#### Text segment:
=== Begin Enclosure ===

Siegfried Modola is the winner of the third edition of WARS, the international photography competition conceived by Fabio Bucciarelli, its artistic director, and Raffaele Crocco, editor-in-chief of the Atlas of Wars and World Conflicts. The Italian-British photojournalist and documentary photographer won the first WARS prize and also the “Visa pour l’image”, awarded yesterday in Perpignan, with work from Myanmar, which has been plunged back into civil war since its armed forces overthrew the civilian government in February 2021.

Journalists,” he says, “have been banned from working in Myanmar since the country plunged into civil war when its armed forces overthrew the democratically elected government in February 2021. I have been secretly covering the conflict since January 2022, spending more than four months embedded with units of Karenni soldiers fighting the military regime. Keeping the story on the editors’ agenda was a challenge. I started covering Myanmar when Russia invaded Ukraine. I had to face the daunting reality that an already tight newsroom had become even more unattainable as Ukraine dominated the headlines.”

=== End Enclosure ===

Stored dataset items:
=== Begin Enclosure ===

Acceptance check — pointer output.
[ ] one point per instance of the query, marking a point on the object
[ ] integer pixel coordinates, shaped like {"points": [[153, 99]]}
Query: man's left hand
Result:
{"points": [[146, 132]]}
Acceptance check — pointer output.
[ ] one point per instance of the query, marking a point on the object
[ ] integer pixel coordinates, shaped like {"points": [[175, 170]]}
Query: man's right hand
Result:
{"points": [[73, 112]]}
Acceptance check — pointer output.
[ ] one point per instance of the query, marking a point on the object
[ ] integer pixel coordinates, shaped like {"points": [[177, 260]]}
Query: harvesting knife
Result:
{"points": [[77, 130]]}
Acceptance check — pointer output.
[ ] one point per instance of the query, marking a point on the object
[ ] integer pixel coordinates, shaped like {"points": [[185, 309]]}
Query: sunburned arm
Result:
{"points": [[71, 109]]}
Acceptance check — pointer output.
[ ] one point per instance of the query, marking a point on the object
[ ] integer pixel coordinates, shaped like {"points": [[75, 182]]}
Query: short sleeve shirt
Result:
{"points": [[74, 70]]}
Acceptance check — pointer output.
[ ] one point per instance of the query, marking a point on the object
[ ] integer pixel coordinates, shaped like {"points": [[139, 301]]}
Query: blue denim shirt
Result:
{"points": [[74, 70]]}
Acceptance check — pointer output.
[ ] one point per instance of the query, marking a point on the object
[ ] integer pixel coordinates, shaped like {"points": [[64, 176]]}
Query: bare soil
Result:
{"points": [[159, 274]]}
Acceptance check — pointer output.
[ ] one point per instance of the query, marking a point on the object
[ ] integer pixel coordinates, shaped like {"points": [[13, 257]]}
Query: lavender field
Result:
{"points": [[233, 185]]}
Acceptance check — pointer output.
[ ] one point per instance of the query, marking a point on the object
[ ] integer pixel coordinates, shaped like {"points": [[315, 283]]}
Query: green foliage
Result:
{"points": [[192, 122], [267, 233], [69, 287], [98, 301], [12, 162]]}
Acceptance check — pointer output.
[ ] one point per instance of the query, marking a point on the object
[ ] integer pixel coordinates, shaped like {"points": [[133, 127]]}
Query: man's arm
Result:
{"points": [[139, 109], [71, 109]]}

=== End Enclosure ===
=== Begin Enclosure ===

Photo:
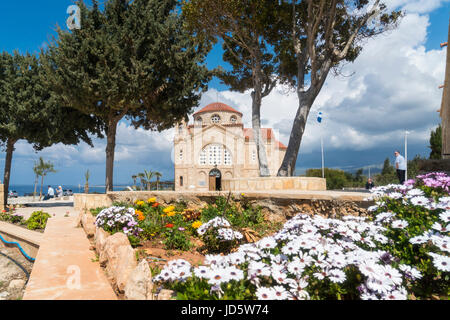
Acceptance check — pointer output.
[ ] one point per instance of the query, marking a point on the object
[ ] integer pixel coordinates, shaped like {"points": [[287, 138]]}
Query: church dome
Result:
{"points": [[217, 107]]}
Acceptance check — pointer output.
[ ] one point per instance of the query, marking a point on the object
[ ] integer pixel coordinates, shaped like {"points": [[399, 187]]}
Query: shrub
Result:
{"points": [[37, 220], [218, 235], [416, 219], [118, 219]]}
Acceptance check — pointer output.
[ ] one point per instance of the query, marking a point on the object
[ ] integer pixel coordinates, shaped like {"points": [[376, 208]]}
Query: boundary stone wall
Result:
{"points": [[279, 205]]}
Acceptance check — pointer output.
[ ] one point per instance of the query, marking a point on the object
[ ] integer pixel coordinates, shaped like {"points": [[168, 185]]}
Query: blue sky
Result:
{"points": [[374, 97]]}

=== End Enclosure ===

#### Work task:
Summarize the text about Siegfried Modola in two sentences.

#### Written solution:
Siegfried Modola, an Italian-British photojournalist and documentary photographer, won the third edition of the WARS international photography competition and also the "Visa pour l'image" in Perpignan with work from Myanmar, which returned to civil war when its armed forces overthrew the civilian government in February 2021. He says journalists have been banned from working there, yet he has covered the conflict secretly since January 2022, including more than four months with Karenni soldiers, while struggling to keep the story on editors' agendas as Ukraine dominated the headlines.